**Task directions**
Beginning with the first entry, print all the records exactly.

**Entries taken from a collection**
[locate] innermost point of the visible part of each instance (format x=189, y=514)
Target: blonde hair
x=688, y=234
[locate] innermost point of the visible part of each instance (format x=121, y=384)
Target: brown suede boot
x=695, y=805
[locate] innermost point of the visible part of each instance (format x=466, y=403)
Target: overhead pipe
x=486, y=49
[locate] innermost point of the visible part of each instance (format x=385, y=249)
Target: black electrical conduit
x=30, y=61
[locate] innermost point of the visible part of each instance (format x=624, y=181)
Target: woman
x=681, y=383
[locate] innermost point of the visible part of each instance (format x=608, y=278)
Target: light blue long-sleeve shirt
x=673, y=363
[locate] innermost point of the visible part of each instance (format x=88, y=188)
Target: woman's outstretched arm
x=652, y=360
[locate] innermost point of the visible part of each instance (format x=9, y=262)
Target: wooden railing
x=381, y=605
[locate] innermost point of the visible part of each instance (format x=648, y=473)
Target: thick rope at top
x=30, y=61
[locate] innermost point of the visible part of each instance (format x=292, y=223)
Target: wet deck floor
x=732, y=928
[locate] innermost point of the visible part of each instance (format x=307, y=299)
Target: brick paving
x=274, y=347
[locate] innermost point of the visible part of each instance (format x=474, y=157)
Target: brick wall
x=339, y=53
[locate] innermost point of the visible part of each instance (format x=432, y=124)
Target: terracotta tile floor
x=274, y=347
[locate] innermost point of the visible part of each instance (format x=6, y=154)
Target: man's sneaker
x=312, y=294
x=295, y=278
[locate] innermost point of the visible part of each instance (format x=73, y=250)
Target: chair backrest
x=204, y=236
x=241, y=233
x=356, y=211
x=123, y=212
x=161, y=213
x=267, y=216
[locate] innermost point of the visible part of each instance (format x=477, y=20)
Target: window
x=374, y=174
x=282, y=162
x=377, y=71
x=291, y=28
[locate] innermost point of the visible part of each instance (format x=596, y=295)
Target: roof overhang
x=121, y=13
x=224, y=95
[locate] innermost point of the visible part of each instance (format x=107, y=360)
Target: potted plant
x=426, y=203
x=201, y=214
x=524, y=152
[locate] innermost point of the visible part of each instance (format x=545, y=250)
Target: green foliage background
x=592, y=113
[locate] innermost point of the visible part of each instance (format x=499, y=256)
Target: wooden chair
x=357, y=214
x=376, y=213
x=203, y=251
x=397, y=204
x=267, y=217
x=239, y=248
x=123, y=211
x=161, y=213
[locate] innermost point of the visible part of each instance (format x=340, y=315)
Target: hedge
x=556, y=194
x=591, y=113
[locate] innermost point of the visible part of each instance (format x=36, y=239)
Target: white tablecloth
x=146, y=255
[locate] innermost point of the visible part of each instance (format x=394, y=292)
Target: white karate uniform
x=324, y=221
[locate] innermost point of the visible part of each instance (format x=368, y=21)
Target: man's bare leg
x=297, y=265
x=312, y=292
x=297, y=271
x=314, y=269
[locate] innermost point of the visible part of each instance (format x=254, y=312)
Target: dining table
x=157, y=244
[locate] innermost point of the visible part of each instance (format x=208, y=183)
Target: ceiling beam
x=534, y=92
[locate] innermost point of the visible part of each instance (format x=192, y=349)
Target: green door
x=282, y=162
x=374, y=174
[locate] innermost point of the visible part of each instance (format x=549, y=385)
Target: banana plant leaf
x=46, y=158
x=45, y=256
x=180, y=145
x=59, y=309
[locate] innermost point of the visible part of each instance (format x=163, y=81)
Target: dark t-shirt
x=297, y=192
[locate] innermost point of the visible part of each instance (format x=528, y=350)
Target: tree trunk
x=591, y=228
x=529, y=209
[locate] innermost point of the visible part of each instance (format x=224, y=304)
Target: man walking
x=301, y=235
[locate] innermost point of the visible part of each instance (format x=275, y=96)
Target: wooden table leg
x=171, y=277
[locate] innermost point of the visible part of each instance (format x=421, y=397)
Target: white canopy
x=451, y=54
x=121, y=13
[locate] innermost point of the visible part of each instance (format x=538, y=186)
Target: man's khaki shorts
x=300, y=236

**Answer box**
[locate] innermost point of the visible part of each instance (format x=189, y=514)
Target: blonde hair
x=688, y=234
[locate] innermost point of the visible part of each instance (format x=121, y=384)
Target: brown suede boot
x=695, y=805
[locate] innermost point of the visible part of each instance (format x=466, y=403)
Target: overhead pipe
x=486, y=49
[locate] innermost point of the visible part of each instance (format x=385, y=249)
Target: black electrical conduit
x=30, y=61
[locate] innermost point of the visible part of each instance (format x=624, y=181)
Target: woman
x=681, y=383
[locate] innermost point of the visible part of each instance (format x=608, y=278)
Target: light blue long-sleeve shirt
x=673, y=363
[locate] innermost point of the visible part of each instance (format x=88, y=188)
Target: woman's outstretched arm
x=652, y=360
[locate] innermost point of the visible part of each instance (format x=9, y=262)
Target: wooden railing
x=381, y=605
[locate] innermost point of the visible part of each instance (format x=648, y=473)
Target: thick rope at top
x=30, y=61
[locate] innermost point of the visible part of each instance (format x=292, y=223)
Target: wet deck floor
x=732, y=928
[locate] innermost point of the visible part of each instance (format x=307, y=299)
Target: brick paving
x=274, y=347
[locate] innermost point of the visible part of each instance (format x=474, y=157)
Target: brick wall
x=339, y=53
[locate] innermost point of the visible part of each instance (format x=432, y=124)
Target: terracotta tile floor
x=274, y=347
[locate] innermost point of the visible part of each instance (format x=6, y=154)
Target: man's sneaker
x=312, y=294
x=295, y=278
[locate] innermost point of the visible part of each instance (format x=73, y=250)
Target: chair backrest
x=204, y=236
x=241, y=233
x=356, y=211
x=123, y=212
x=161, y=213
x=267, y=216
[locate] innermost point of the visible part of each instance (format x=477, y=20)
Target: window
x=374, y=174
x=282, y=162
x=377, y=71
x=291, y=28
[locate] innermost point of the visible part of each instance (format x=596, y=295)
Target: roof overhang
x=121, y=13
x=224, y=95
[locate] innermost point of the visible part of each instance (format x=107, y=360)
Target: potted plant
x=426, y=203
x=201, y=214
x=524, y=152
[locate] innermost point of the visible part of each instance (format x=545, y=250)
Target: green foliage background
x=592, y=113
[locate] innermost point of the visible part of each instance (format x=499, y=256)
Target: wooden chair
x=357, y=214
x=376, y=213
x=203, y=251
x=397, y=204
x=267, y=217
x=239, y=248
x=123, y=211
x=161, y=213
[locate] innermost point of the visible part of each instance (format x=340, y=315)
Target: hedge
x=556, y=194
x=591, y=113
[locate] innermost point of the visible part of each instance (format x=36, y=239)
Target: white tablecloth
x=146, y=255
[locate] innermost point of the visible part of each instance (format x=394, y=292)
Target: white karate uniform
x=324, y=221
[locate] innermost point of the visible part of each instance (format x=368, y=21)
Target: man's bare leg
x=297, y=265
x=312, y=292
x=297, y=271
x=314, y=269
[locate] innermost point of the visible part of each instance (format x=254, y=312)
Target: dining table
x=157, y=244
[locate] innermost point of the visible part of each instance (format x=208, y=183)
Target: ceiling beam
x=534, y=92
[locate] innermost point of the visible part of each instance (format x=192, y=349)
Target: green door
x=282, y=162
x=374, y=174
[locate] innermost point of the visible part of each instance (format x=549, y=385)
Target: banana plant leaf
x=46, y=158
x=45, y=256
x=180, y=145
x=59, y=309
[locate] innermost point of the visible part of each instance (format x=163, y=81)
Target: dark t-shirt
x=297, y=192
[locate] innermost point of the visible part of each instance (format x=528, y=350)
Target: tree trunk
x=591, y=228
x=529, y=209
[locate] innermost point of the visible part of each instance (format x=224, y=304)
Target: man walking
x=301, y=235
[locate] innermost point of the visible part of each instance (format x=275, y=96)
Target: wooden table leg
x=171, y=277
[locate] innermost point of the visible part of each instance (format x=421, y=397)
Target: white canopy
x=451, y=54
x=121, y=13
[locate] innermost point of the visible part of each instance (format x=538, y=186)
Target: man's khaki shorts
x=300, y=236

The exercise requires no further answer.